[Start of section]

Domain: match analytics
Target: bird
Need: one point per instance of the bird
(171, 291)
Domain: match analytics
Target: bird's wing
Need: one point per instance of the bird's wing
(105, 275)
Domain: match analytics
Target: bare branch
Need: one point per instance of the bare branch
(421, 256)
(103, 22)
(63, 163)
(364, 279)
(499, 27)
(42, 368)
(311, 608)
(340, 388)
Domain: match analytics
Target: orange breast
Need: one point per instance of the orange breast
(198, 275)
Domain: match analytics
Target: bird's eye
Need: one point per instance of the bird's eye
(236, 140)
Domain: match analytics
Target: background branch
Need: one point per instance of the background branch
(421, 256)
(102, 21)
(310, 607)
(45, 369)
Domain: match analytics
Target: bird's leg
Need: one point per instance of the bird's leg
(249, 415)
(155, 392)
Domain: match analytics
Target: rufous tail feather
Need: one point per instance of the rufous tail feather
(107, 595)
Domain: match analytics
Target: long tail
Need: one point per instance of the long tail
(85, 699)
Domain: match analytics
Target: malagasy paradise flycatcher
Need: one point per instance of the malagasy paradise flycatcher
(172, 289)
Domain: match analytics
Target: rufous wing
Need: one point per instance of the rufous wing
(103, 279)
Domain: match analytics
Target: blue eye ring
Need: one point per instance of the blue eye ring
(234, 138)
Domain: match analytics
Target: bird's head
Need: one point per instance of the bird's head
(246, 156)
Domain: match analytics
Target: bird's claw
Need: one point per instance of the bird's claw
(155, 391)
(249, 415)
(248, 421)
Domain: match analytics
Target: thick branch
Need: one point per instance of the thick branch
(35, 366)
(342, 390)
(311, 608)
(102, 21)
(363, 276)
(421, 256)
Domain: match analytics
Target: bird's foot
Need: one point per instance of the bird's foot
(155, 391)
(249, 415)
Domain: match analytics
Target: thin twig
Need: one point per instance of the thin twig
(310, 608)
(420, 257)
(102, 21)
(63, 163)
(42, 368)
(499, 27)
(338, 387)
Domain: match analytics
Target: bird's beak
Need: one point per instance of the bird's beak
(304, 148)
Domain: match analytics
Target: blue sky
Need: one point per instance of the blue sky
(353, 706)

[End of section]

# What is expected
Output every entry exactly.

# The completed task
Domain: match analytics
Target: bird
Need: one point per instance of the bird
(171, 291)
Domain: match analytics
Target: bird's wing
Need: one point per instance of the bird's wing
(105, 275)
Domain: match analytics
Target: bare branch
Need: one point per instance of the bare branch
(421, 256)
(103, 22)
(63, 163)
(364, 279)
(499, 27)
(42, 368)
(311, 608)
(340, 388)
Domain: match analytics
Target: orange breast
Need: one point per instance of the orange breast
(198, 275)
Domain: match analytics
Target: bird's eye
Need: one point per instance of the bird's eye
(236, 140)
Domain: match analytics
Target: background branch
Need: one point per instance of the background branch
(421, 256)
(102, 21)
(310, 607)
(45, 369)
Domain: match analytics
Target: bird's leg
Need: one point per instance of the bird's leg
(249, 415)
(155, 392)
Domain: match analytics
Target: rufous tail feather
Need: one point per instance of the rufous tail feather
(107, 595)
Domain: match analytics
Target: long tail
Need: one point per instance of the long tail
(85, 699)
Domain: match analytics
Target: malagasy paradise flycatcher
Need: one point per instance of the malagasy paradise flycatcher
(172, 289)
Domain: match analytics
Target: rufous wing
Need: one point per instance of the rufous wing
(103, 279)
Domain: match analytics
Target: blue eye ring
Need: one point per instance of the blue eye ring
(234, 138)
Domain: match analytics
Target: bird's head
Need: one point per instance of the bird's head
(246, 156)
Domain: match analytics
Target: bird's claw
Need: one point per instance of the bird's claw
(155, 391)
(249, 415)
(248, 421)
Domain: match analytics
Target: thick branch
Need: one point per instance of the thick branch
(35, 366)
(342, 390)
(311, 608)
(102, 21)
(363, 276)
(421, 256)
Domain: match analytics
Target: bird's foot
Need: one point per instance of the bird's foot
(155, 391)
(249, 415)
Domain: match analytics
Target: thin twig
Need: one point per instance of the thin twig
(310, 608)
(420, 257)
(102, 21)
(63, 163)
(42, 368)
(499, 27)
(338, 387)
Domain: match analytics
Target: bird's beak
Need: one point per instance of the bird's beak
(304, 148)
Domain: match analytics
Target: blue sky
Need: one point per instance of the blue sky
(353, 706)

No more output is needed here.